- PROMPT -
Pick out each line of the entries below that contains the string "baked". Case counts.

(Entries from a point annotation set)

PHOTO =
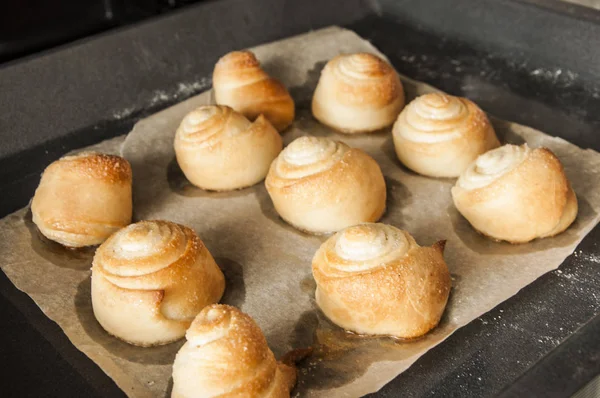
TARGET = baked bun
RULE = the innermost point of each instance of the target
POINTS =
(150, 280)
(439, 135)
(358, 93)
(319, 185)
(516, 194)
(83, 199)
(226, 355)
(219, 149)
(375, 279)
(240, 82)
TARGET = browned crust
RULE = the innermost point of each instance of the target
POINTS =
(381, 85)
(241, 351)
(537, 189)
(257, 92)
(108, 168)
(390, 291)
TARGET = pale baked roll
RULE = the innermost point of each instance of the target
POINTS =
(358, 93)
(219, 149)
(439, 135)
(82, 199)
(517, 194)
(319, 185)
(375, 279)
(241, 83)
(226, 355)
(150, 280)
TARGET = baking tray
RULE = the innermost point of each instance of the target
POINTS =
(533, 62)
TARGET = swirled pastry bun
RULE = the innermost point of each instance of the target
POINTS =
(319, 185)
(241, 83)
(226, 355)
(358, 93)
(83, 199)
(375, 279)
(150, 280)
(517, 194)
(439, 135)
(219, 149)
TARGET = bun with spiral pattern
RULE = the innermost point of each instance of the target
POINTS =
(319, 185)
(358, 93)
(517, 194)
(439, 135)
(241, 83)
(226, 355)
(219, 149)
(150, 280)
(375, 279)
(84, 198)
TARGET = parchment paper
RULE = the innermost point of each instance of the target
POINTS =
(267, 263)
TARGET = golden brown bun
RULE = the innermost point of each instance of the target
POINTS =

==

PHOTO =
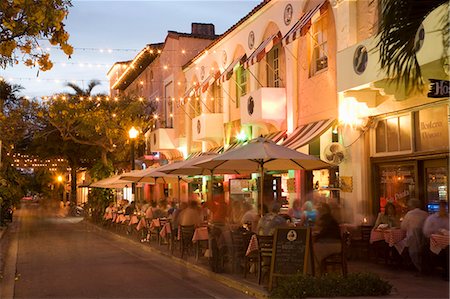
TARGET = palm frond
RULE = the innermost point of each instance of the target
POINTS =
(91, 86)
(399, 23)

- WRITTEN RESPONSE -
TARGET = baked bun
TARGET = pale baked roll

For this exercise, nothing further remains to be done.